▶ Aim of the task: Go line by line through the data below, counting each one that has "blurred", and give the final count only.

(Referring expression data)
+ + + + + + +

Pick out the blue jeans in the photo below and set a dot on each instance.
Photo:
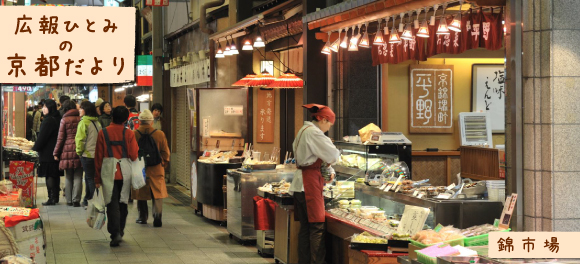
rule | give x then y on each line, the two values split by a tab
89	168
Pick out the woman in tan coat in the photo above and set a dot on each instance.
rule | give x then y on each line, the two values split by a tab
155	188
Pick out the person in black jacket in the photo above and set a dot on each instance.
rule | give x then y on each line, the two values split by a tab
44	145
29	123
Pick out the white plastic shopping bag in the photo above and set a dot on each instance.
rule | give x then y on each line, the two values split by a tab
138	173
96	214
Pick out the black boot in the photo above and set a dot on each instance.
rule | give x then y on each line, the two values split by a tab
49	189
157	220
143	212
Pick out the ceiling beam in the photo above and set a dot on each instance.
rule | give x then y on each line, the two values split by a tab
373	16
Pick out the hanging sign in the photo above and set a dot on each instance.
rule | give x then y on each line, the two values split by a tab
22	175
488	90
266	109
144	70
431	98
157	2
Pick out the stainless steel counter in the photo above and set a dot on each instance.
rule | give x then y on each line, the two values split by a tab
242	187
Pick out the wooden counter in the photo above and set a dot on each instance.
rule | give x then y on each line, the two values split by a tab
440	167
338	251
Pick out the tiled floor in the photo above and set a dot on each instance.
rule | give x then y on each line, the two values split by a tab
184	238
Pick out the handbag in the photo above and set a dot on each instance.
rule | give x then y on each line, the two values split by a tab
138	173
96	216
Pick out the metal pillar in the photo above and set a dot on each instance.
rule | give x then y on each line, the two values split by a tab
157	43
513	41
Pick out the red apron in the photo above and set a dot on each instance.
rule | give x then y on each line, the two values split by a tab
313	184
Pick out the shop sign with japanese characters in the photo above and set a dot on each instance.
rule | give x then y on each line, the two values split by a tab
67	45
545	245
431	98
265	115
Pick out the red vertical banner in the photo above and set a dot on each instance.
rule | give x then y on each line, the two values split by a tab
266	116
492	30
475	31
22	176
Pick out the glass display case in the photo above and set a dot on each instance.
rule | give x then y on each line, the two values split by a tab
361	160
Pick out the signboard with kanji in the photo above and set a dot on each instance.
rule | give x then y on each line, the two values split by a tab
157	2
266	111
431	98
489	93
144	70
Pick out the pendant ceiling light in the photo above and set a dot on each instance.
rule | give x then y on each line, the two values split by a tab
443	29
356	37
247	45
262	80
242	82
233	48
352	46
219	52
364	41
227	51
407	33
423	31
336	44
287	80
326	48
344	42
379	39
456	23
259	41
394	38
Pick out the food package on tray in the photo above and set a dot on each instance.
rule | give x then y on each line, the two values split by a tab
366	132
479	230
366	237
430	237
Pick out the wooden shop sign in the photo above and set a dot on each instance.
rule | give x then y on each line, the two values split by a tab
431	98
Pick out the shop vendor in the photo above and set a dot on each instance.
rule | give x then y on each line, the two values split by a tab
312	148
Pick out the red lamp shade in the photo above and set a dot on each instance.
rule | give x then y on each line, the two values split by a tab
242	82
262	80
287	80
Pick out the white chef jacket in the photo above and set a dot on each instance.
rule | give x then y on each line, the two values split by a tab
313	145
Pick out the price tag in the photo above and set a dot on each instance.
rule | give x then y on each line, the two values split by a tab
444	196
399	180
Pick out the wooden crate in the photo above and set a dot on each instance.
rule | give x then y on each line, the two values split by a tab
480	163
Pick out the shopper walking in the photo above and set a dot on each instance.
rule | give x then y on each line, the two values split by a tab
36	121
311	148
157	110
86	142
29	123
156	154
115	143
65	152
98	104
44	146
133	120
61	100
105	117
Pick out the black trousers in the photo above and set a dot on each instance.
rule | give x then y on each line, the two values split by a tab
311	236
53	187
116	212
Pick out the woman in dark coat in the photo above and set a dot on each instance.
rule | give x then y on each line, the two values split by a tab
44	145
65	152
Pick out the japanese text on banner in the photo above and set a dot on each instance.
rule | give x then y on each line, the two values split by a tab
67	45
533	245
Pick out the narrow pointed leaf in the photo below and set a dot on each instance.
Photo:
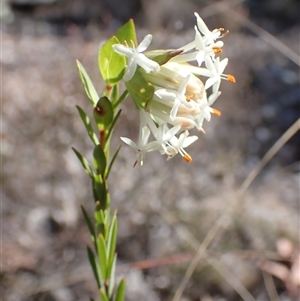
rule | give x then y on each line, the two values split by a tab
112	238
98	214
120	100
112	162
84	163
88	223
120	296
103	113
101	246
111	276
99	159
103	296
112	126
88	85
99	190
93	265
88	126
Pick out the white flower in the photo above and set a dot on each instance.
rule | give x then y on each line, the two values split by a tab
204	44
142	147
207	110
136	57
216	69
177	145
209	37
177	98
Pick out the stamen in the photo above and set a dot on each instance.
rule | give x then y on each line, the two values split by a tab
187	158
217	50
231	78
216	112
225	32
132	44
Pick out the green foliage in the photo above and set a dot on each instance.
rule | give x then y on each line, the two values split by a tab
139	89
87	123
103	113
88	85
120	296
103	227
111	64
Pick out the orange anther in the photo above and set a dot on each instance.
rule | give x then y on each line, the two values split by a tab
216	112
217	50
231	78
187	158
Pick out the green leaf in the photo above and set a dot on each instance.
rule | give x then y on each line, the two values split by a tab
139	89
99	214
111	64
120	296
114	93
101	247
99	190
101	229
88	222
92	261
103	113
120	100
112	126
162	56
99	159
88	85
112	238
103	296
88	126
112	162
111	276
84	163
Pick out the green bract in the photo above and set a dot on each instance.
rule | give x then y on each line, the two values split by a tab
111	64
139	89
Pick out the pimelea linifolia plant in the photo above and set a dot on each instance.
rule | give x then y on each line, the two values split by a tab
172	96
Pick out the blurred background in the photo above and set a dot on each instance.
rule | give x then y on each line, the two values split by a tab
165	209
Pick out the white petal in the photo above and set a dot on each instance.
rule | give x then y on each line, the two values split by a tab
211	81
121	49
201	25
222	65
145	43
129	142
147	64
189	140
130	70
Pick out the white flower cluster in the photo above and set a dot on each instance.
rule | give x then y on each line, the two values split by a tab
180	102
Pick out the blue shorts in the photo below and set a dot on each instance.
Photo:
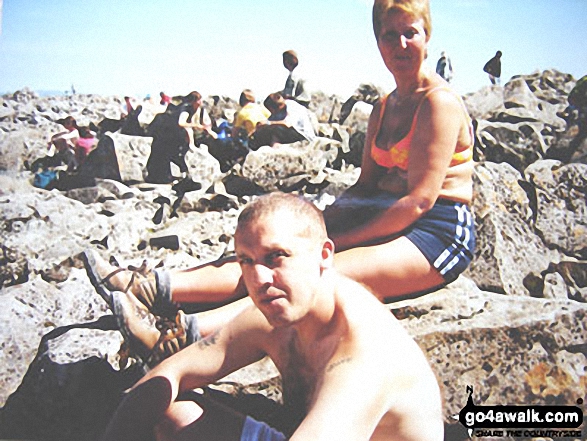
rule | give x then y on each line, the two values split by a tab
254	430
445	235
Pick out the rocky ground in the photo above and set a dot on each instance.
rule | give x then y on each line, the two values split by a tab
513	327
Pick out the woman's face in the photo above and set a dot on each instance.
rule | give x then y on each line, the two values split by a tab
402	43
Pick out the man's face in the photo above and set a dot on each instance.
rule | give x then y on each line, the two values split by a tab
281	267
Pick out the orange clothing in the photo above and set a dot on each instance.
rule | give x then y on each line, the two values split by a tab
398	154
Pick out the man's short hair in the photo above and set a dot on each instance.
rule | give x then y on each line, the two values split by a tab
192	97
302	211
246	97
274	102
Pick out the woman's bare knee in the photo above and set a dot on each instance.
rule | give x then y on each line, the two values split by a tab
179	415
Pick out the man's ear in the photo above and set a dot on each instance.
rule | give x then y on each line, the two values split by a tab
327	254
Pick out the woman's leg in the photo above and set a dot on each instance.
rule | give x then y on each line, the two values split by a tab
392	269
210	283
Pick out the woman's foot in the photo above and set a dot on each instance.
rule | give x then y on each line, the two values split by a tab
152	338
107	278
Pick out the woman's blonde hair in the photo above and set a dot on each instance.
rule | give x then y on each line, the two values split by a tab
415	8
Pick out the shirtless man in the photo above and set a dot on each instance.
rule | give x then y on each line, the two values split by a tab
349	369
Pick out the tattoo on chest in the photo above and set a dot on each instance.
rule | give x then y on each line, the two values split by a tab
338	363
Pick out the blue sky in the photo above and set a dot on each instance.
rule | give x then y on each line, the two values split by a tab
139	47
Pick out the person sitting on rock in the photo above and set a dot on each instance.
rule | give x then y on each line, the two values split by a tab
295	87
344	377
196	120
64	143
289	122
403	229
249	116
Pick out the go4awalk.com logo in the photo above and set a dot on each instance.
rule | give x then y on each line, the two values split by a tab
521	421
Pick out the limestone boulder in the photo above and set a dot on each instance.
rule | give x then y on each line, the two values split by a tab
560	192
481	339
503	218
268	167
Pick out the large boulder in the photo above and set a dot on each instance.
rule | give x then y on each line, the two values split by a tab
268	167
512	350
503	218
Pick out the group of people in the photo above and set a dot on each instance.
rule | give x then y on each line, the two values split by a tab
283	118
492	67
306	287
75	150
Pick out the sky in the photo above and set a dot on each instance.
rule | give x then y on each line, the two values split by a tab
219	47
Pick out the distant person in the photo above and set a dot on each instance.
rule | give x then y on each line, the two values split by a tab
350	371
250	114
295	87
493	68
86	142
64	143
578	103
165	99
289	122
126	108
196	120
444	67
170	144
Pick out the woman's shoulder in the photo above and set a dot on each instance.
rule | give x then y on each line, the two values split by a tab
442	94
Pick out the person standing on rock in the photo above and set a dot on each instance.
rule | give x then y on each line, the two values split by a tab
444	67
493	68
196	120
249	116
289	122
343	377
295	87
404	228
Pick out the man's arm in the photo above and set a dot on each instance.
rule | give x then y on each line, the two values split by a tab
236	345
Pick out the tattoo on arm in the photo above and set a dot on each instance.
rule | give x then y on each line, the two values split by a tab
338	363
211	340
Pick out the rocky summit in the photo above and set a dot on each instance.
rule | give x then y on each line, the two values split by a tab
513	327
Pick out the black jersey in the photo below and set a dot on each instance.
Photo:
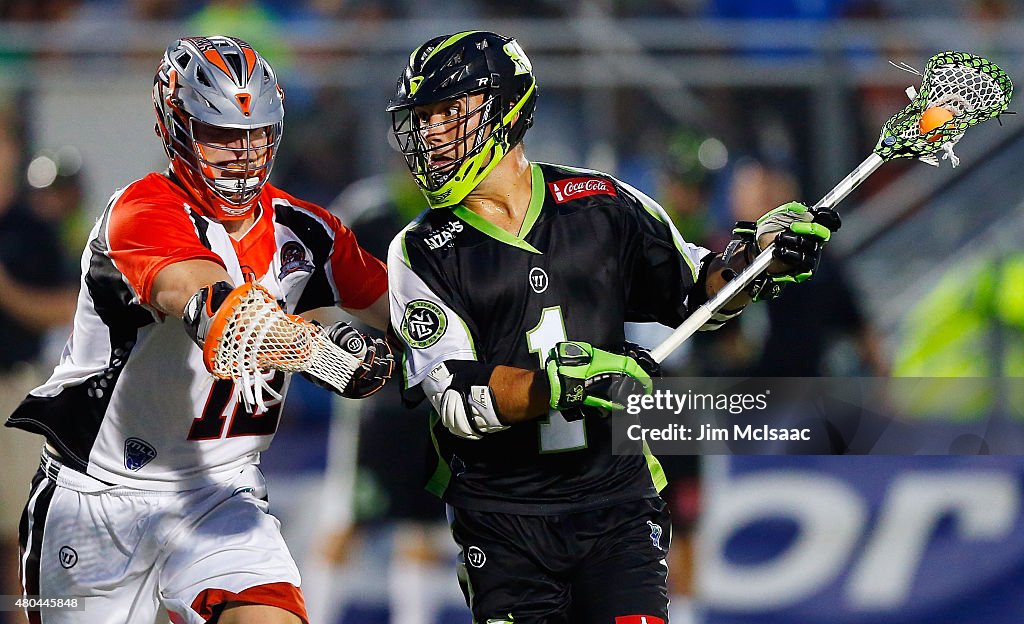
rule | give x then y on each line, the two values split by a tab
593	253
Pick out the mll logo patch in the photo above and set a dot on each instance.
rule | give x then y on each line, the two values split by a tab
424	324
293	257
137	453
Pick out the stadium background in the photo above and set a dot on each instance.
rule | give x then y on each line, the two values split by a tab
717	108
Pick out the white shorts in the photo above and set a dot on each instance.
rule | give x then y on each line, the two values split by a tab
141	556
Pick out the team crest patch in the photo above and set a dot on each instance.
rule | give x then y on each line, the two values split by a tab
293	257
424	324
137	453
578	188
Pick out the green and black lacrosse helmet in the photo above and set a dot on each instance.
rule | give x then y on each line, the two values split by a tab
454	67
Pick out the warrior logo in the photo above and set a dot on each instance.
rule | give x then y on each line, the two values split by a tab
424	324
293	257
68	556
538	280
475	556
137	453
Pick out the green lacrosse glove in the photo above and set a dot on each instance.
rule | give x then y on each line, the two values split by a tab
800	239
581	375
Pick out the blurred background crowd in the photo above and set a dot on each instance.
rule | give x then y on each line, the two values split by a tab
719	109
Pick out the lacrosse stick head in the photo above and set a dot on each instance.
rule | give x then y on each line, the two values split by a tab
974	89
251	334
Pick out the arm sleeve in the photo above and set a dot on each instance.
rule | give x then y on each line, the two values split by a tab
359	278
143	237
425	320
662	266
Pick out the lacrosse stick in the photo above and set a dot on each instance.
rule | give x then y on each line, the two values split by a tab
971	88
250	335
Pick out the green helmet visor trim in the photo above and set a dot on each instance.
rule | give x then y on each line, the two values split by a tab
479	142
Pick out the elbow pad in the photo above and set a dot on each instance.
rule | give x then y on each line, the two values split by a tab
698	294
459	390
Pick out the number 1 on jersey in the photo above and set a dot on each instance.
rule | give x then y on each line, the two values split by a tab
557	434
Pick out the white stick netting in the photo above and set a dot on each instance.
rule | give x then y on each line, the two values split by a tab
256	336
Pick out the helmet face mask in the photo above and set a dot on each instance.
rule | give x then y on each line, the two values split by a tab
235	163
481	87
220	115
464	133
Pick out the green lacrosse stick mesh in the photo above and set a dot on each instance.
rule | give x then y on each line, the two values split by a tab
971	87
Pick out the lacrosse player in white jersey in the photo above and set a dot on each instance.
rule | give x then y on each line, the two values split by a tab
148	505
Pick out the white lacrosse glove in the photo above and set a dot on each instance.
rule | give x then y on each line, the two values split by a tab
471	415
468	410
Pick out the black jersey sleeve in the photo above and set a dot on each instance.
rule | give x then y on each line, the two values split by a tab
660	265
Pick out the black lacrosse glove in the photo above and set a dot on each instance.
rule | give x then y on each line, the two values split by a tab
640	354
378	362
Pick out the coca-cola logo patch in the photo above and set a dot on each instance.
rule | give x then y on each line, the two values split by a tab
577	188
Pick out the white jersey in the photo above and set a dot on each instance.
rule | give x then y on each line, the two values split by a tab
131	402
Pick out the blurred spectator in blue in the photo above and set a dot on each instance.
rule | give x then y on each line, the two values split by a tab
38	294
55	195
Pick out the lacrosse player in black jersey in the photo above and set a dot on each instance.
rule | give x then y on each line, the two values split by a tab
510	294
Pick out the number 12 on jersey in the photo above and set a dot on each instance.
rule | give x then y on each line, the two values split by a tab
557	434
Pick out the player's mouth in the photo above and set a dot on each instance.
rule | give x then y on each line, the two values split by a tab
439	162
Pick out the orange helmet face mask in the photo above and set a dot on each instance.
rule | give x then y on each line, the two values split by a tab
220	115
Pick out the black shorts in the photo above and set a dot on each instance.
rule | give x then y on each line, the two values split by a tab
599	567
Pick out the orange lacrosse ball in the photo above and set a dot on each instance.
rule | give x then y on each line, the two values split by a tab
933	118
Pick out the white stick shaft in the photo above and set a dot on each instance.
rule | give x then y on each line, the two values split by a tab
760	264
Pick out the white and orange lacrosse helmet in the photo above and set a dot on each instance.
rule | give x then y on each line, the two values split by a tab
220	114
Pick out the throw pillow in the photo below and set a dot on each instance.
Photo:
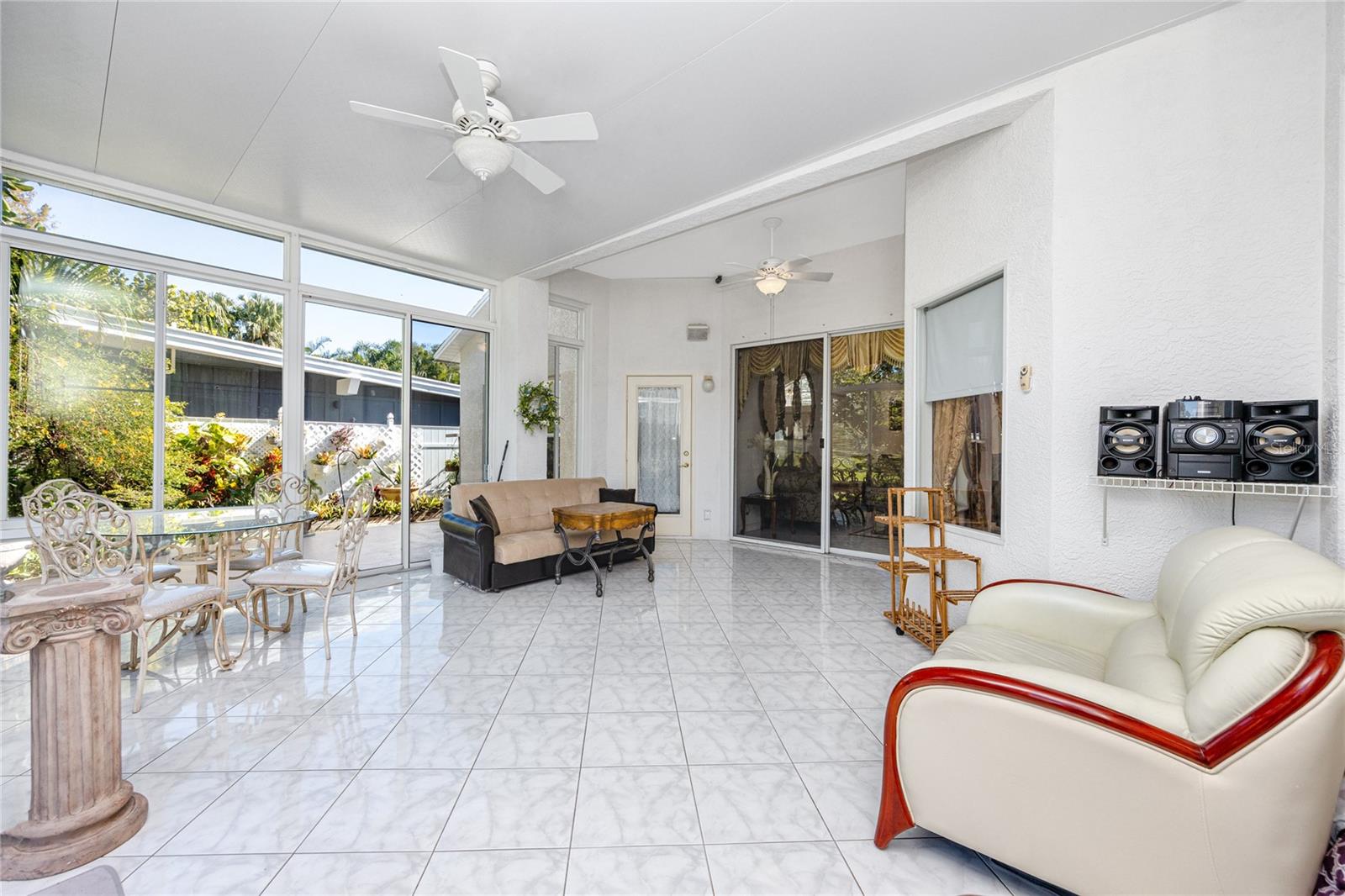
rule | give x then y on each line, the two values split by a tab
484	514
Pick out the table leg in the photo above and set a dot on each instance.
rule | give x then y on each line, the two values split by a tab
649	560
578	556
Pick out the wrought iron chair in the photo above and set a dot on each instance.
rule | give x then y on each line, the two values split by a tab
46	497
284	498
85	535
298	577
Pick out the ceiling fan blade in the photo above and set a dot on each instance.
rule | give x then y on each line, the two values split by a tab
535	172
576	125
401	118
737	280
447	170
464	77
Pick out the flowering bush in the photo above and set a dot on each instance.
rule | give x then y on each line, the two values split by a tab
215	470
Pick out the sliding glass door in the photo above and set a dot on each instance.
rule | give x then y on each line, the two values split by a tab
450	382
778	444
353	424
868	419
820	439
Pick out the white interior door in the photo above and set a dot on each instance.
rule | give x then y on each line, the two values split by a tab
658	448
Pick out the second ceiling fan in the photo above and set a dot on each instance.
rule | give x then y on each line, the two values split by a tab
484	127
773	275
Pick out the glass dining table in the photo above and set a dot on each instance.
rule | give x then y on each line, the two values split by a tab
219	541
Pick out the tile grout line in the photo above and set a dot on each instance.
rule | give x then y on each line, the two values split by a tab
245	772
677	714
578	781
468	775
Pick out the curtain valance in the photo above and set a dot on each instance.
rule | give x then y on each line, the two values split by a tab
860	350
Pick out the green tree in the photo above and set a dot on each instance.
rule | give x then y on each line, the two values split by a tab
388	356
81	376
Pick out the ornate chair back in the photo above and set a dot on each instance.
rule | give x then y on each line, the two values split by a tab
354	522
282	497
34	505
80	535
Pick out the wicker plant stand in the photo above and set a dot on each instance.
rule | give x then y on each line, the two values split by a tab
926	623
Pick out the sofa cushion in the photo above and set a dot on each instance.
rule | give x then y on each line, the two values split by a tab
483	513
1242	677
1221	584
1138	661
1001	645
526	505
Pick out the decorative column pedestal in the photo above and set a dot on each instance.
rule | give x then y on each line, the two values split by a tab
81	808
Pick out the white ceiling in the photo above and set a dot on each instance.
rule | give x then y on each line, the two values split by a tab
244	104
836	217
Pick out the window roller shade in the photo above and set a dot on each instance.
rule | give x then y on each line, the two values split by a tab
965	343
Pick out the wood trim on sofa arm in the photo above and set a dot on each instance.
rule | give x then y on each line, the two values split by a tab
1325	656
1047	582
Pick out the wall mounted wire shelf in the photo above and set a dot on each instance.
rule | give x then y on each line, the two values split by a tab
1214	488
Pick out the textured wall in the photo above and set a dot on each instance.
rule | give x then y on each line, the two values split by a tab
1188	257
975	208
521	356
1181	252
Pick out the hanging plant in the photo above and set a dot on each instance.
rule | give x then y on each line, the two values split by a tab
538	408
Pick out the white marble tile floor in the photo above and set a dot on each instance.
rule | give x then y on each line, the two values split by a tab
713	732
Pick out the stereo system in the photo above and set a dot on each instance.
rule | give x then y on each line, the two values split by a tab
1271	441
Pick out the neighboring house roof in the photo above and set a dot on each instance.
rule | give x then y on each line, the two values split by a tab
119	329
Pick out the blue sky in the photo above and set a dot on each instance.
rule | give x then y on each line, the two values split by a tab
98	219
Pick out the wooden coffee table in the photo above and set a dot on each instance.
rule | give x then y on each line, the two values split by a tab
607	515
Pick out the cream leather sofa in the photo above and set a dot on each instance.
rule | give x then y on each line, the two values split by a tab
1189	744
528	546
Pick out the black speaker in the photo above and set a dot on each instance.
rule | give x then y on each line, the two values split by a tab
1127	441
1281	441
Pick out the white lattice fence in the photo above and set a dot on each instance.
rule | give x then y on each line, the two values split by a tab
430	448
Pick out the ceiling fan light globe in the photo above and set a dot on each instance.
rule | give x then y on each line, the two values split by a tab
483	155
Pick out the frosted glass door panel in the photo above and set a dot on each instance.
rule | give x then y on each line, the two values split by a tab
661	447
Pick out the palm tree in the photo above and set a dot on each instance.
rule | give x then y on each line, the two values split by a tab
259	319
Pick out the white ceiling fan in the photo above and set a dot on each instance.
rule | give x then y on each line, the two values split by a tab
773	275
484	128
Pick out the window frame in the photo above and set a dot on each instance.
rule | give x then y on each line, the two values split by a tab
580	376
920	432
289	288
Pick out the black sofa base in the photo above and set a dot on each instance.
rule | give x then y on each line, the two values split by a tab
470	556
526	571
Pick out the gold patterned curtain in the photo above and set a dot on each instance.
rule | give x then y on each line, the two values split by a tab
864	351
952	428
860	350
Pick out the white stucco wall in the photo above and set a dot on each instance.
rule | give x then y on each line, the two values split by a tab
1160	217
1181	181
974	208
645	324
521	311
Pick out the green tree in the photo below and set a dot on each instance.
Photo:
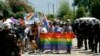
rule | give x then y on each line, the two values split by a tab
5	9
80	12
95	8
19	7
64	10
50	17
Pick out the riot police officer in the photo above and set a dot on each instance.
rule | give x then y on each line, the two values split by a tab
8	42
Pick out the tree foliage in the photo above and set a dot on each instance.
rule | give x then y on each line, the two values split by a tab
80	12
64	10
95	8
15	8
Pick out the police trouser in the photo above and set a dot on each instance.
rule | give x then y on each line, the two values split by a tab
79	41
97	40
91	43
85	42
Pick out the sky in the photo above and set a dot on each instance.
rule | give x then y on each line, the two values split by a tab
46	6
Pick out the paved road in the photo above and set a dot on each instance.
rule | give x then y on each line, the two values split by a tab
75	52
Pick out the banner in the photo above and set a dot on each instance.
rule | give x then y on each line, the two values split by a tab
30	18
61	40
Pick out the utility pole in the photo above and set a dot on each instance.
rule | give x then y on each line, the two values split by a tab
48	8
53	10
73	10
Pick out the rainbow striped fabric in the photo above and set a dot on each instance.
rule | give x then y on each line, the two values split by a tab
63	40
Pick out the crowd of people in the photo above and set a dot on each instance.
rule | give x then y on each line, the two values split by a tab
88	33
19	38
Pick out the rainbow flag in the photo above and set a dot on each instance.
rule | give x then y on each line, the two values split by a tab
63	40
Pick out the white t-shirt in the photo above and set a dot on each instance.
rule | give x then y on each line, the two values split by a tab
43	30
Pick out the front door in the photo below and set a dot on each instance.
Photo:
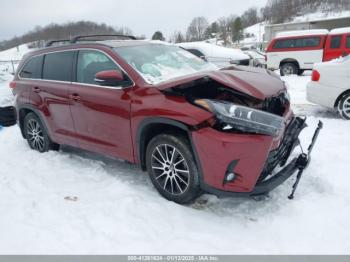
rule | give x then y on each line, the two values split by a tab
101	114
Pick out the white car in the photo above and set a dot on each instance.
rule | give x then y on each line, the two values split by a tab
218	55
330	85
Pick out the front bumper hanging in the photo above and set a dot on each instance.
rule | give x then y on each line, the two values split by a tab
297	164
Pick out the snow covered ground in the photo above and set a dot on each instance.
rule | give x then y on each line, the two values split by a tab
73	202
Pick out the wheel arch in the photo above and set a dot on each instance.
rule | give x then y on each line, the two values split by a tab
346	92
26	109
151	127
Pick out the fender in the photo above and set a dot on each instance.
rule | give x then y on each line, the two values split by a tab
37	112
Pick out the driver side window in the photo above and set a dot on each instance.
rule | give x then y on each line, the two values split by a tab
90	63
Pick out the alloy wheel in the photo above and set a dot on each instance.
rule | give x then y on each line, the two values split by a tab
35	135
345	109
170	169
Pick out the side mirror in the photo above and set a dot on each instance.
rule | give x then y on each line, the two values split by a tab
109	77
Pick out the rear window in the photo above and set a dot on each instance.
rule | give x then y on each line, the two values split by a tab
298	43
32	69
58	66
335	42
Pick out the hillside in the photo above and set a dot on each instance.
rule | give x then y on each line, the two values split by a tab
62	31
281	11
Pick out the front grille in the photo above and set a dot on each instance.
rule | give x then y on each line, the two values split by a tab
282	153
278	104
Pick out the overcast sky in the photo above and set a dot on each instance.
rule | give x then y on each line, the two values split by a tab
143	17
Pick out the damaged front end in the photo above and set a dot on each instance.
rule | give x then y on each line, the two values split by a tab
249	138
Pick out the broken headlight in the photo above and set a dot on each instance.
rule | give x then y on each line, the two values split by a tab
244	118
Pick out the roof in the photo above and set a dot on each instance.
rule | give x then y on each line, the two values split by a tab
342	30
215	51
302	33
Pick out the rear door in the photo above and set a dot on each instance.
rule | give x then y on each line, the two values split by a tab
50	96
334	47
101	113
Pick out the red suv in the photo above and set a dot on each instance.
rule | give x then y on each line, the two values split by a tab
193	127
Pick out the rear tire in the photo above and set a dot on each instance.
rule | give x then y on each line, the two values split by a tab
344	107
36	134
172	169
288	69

+ + + + + + +

▶ Response to the task: 3